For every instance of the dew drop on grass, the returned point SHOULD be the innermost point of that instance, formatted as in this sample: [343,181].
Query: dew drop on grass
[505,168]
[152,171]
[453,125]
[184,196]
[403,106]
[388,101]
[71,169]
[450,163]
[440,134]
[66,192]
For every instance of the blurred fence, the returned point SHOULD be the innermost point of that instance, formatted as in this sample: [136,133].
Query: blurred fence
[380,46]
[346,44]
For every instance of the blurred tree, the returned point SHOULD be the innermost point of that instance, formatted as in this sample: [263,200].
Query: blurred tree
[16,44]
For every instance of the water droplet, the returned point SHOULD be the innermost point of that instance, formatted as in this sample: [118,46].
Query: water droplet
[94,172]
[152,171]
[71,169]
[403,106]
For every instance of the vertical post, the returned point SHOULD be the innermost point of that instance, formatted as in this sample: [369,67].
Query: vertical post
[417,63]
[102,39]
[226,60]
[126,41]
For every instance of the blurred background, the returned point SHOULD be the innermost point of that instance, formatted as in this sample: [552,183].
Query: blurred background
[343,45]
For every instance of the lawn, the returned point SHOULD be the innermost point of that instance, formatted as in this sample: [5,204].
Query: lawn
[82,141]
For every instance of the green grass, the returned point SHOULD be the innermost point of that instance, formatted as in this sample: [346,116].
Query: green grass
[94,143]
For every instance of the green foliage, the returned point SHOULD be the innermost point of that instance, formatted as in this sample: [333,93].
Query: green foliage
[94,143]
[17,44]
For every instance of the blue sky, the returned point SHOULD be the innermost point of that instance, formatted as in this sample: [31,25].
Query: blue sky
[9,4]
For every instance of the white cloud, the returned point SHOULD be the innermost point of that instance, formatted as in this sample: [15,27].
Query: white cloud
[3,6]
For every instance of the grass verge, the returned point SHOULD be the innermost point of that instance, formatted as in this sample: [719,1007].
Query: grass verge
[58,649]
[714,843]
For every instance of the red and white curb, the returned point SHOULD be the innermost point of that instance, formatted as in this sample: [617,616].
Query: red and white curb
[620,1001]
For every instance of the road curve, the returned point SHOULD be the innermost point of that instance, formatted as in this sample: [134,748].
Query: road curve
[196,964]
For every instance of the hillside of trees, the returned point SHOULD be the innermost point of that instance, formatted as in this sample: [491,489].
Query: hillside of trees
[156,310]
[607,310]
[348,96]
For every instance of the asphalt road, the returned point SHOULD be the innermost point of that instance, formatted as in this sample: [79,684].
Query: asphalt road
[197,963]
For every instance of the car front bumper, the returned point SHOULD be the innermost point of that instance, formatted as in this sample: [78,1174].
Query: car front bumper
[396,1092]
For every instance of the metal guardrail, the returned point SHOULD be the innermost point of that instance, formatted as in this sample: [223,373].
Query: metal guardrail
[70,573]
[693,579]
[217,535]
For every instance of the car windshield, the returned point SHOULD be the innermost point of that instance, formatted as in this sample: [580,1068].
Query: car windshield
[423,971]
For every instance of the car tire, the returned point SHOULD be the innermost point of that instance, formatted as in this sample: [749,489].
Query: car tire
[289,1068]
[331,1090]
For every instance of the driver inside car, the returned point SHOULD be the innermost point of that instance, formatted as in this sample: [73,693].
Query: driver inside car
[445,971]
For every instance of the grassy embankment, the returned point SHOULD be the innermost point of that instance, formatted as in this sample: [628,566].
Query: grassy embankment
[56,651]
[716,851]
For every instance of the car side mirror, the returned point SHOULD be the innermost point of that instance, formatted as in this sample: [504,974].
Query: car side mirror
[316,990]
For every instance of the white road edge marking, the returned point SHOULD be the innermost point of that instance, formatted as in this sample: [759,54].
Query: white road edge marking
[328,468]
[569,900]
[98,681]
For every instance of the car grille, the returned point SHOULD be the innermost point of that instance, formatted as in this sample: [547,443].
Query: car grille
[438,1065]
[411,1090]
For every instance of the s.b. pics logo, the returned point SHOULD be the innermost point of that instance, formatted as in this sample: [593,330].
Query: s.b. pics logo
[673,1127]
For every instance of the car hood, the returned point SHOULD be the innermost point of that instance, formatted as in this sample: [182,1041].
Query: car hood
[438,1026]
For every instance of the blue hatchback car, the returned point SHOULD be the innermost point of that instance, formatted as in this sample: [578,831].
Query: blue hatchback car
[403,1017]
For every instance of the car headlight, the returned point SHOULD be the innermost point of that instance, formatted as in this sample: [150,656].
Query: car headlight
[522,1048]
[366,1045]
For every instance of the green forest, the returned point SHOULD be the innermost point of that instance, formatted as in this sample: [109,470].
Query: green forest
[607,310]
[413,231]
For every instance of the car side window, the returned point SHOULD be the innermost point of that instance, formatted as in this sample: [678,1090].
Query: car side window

What you need to do:
All of the material above needs to be retyped word for word.

The completed task:
For every instance of the dew drop on grass, the returned point SHOULD be the innermost point of that instance, formatted as in this sample: [343,181].
Query: dew drop on grass
[505,168]
[152,171]
[453,125]
[184,196]
[403,106]
[388,101]
[71,169]
[450,163]
[440,134]
[66,192]
For every instance of the blurred fence, the returned point SHOULD be the innermost point of that instance, formatted as in this sample: [136,133].
Query: blurred fence
[380,46]
[346,44]
For every instance of the blurred tree, the returned point SHOULD be the innermost point of that instance, formatted as in this sample: [263,200].
Query: blurred tree
[16,44]
For every instance of the water droplet, the returned point SHOULD be the innermost point of that instance, formatted as in this sample: [118,46].
Query: water droplet
[94,172]
[152,171]
[71,169]
[403,106]
For every instance of the vertical post, the returned point SHOULD be the innermost point of that instance, formatted as in this sample: [369,67].
Query: vertical post
[417,63]
[102,39]
[226,60]
[126,41]
For every instance of the blurred background, the returned point SHOULD be the innermost point of that instance, formatted as in this sample: [552,183].
Query: blurred background
[343,45]
For every instance of the lawn, the returned point SHOULD be the innermost point of that instance, formatted as in this sample: [5,204].
Query: lawn
[82,141]
For every instance of the green grass, the returned point SHOULD be the innermost point of that instance, formatted as in this sample: [346,116].
Query: green grass
[94,143]
For every instance of the green foliage, the returned point SHOULD be the innermost point of that instance, formatted as in this sample: [333,93].
Query: green foliage
[94,143]
[17,44]
For every instance of the blue sky, the returned point SHOULD be the innermost point of that instance, formatted as in this sample: [31,25].
Query: blue sky
[9,4]
For every instance of the white cloud, the returned point SHOULD be the innermost point of that instance, formatted as in this sample: [15,27].
Query: white cloud
[3,6]
For every instance of the grass verge, the returned point SHOULD be the innermost point of that instance, formatted as in this sample: [719,1007].
Query: grass verge
[58,649]
[714,843]
For every instance of the red and white curb, the returned point SHOULD be the innermost point of that instance, formatted as in this sample: [617,616].
Query: red and white curb
[620,1001]
For every instance of the road curve, the returned point SHOULD be the innermost point of that instance, formatted as in this sample: [134,748].
Query: road curve
[196,964]
For every instance of the hillside of trees, the returned point SHOULD be the innermost point of that instance, formatted as in this sample: [491,489].
Query: hillside of trees
[156,310]
[607,310]
[348,96]
For every instance of the asphalt road, the returned point SHOULD be the innermost point of that instance, formatted as in this sample: [79,684].
Query: asphalt road
[197,963]
For every instance of the car front bumper, the returned point SHOULD be the innermost point of that instance, formatted as in this sample: [78,1174].
Query: car front bumper
[396,1092]
For every instance of the metal guardrail, the returned point SHOULD be the innermost point of that instance, formatted as in this sample: [223,373].
Query: metal guardrail
[70,573]
[693,579]
[217,535]
For every instance of the car windshield, the returned point SHOULD be the innermost point of that instance, formatted as in this sample: [580,1068].
Query: car windshield
[423,971]
For every instance of the car tire, the returned point SHOULD be the innermost point of that instance, formatted as in this sample: [749,489].
Query: car tire
[289,1068]
[331,1090]
For every instance of the driver inside car, the returned point SHOULD be the innermost point of that instance, formatted as in this sample: [73,693].
Query: driver inside car
[445,971]
For every instance of the grassy embankment, the returned point SHOULD be the innermost point of that instance, formatted as in this sample: [628,566].
Query: grassy embankment
[56,651]
[716,851]
For every instance of the car side mirror, the returned point SHOULD be the innermost point of that instance, formatted as in this sample: [504,974].
Query: car side mirror
[316,990]
For every instance of the white road edge marking, the returned point SHOULD be the innermost point of that instance, formatted as in this sample: [759,54].
Query: white road edge marking
[328,468]
[569,900]
[98,681]
For every instance of the car grille, the returned point SHOULD be the innermost point of that instance, formatted as in this sample: [547,443].
Query: car grille
[438,1065]
[411,1090]
For every instance of the s.b. pics logo, the returned point SHOULD be the innermost point of that instance, formatted as in this sample: [593,330].
Query: s.b. pics logo
[673,1127]
For every instance of the car hood, the returned point SHOULD be the innermost point of that instance, formatted as in this sample: [182,1041].
Query: car hood
[438,1026]
For every instance of the blue hatchback car, the returned point SHOULD be the innermost point of that instance, formatted as in this sample: [578,831].
Query: blue hatchback car
[403,1017]
For every instance of the car headlight, the returned point SHOULD be the innermost point of that instance, formatted as in this sample: [150,656].
Query: car headlight
[522,1048]
[366,1045]
For every instance of the green forest, the returned point SHOULD be the innermost point of that instance, formatted as in this sample: [109,470].
Query: green forest
[607,310]
[413,231]
For every instance of the car side window, the returned point SHOULD be the innermost point of that instance, formatted as in this sample: [678,1090].
Query: car side window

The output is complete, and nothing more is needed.